§ **TEXT SECTION**:
-------
The Philadelphia Chromosome

by Jessica Wapner

  The team members needed a way to screen potential compounds for activity against those other kinases because that, they believed, was where the real promise—and profits—lay. They wanted to keep Abl in the mix because its connection to CML was still the best defined in kinase research, but the E. coli test alone was far too narrow. They needed to test drug candidates against many more kinases. They’d made a butterfly net when what they needed was a fishing trawl. To make any headway in the search for “hits”—that is, compounds that reached their intended target, accomplishing the goal they were after—they would need a far more powerful assay, one that could screen their experimental molecules against PDGFR, EGFR, and PKC. They needed a way to produce those more appealing enzymes outside of the cell, but no one had any idea of how to do that. They needed help.

  Seeking out experts in kinases led Lydon and Matter to Chuck Stiles, a pioneer in the study of PDGFR, at Dana-Farber. Stiles in turn introduced them to Tom Roberts, who had found a way to use baculovirus, a rod-shaped DNA virus, to study tyrosine kinases outside of the cell. By inserting the kinase-encoding gene into the baculovirus genome, Roberts induced the virus to produce copious amounts of kinase. Essentially, he’d created a machine with a virus for a motor that churned out kinase, whatever kind of kinase they wanted. It was the ideal system for studying kinase inhibitors.

  The Ciba-Geigy team began collaborating with Stiles and Roberts, and the baculovirus system became their fundamental tool to identify hits. The team also consulted with Robert Weinberg, who had, early on, supported the concept of inhibiting signaling pathways with drugs. Now, with method and advisors in place, the team could move forward with the task at hand: finding a molecule that inhibited the kinase. “And that was when we got seriously going,” said Matter.

  17

  _______

  PLUCKING THE LOW-HANGING FRUIT

  By the time Lydon and Matter found a way to screen new compounds in the late 1980s, Druker had become a competent scientist. “I was less of a burden in the lab,” he said. “Now, instead of asking every single stupid question, I was a little bit more on my own.”
-------
§ **INPUT DATA**:

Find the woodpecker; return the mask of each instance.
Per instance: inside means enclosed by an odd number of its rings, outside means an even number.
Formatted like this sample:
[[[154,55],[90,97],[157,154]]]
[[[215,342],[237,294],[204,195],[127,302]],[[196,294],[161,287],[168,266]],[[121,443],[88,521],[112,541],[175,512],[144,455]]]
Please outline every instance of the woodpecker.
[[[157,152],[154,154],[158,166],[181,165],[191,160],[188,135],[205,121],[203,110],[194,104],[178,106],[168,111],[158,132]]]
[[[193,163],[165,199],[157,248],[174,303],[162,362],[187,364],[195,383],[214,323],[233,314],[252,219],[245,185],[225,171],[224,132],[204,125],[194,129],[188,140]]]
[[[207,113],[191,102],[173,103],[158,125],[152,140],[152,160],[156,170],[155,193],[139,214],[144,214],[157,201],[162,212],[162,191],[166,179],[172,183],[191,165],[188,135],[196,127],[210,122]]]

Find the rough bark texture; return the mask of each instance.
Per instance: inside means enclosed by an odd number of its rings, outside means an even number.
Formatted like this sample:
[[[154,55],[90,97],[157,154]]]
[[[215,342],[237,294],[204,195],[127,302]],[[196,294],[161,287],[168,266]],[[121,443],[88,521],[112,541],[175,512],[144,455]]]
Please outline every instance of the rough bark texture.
-------
§ **TRY IT**:
Copy the excerpt above about the search for kinase inhibitors word for word, from start to finish.

§ **RESPONSE**:
The Philadelphia Chromosome

by Jessica Wapner

  The team members needed a way to screen potential compounds for activity against those other kinases because that, they believed, was where the real promise—and profits—lay. They wanted to keep Abl in the mix because its connection to CML was still the best defined in kinase research, but the E. coli test alone was far too narrow. They needed to test drug candidates against many more kinases. They’d made a butterfly net when what they needed was a fishing trawl. To make any headway in the search for “hits”—that is, compounds that reached their intended target, accomplishing the goal they were after—they would need a far more powerful assay, one that could screen their experimental molecules against PDGFR, EGFR, and PKC. They needed a way to produce those more appealing enzymes outside of the cell, but no one had any idea of how to do that. They needed help.

  Seeking out experts in kinases led Lydon and Matter to Chuck Stiles, a pioneer in the study of PDGFR, at Dana-Farber. Stiles in turn introduced them to Tom Roberts, who had found a way to use baculovirus, a rod-shaped DNA virus, to study tyrosine kinases outside of the cell. By inserting the kinase-encoding gene into the baculovirus genome, Roberts induced the virus to produce copious amounts of kinase. Essentially, he’d created a machine with a virus for a motor that churned out kinase, whatever kind of kinase they wanted. It was the ideal system for studying kinase inhibitors.

  The Ciba-Geigy team began collaborating with Stiles and Roberts, and the baculovirus system became their fundamental tool to identify hits. The team also consulted with Robert Weinberg, who had, early on, supported the concept of inhibiting signaling pathways with drugs. Now, with method and advisors in place, the team could move forward with the task at hand: finding a molecule that inhibited the kinase. “And that was when we got seriously going,” said Matter.

  17

  _______

  PLUCKING THE LOW-HANGING FRUIT

  By the time Lydon and Matter found a way to screen new compounds in the late 1980s, Druker had become a competent scientist. “I was less of a burden in the lab,” he said. “Now, instead of asking every single stupid question, I was a little bit more on my own.”